### [WHAT YOU WILL DO]
Please lay out every line of the data below as a numbered list, leaving out any blank lines.

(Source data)
──────────

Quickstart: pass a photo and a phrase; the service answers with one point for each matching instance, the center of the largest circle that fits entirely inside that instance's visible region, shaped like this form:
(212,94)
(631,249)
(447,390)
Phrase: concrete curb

──────────

### [EXERCISE OUTPUT]
1. Quickstart: pass a photo and a phrase; the service answers with one point for each matching instance, the center of the largest circle that fits entirely inside that instance's visible region, shaped like this form:
2. (212,94)
3. (631,249)
4. (447,390)
5. Phrase: concrete curb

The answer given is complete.